>> Begin Records for the task

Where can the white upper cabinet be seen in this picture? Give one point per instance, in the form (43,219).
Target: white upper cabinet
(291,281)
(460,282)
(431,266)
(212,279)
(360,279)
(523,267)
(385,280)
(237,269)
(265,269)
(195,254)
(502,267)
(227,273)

>> End Records for the task

→ **What you need to do**: Copy out all of the lines above, requests included. Multiply every coordinate in the answers by 2.15 and round each result to a whole number, with halves rounded up. Leave the requests and their format samples unchanged.

→ **Full output**:
Where can the white upper cabinet be seen in this picture? Give one point per instance, in the form (43,219).
Target: white upper cabinet
(626,604)
(989,606)
(927,572)
(456,600)
(774,600)
(1124,574)
(828,602)
(510,578)
(570,578)
(419,546)
(1079,574)
(488,587)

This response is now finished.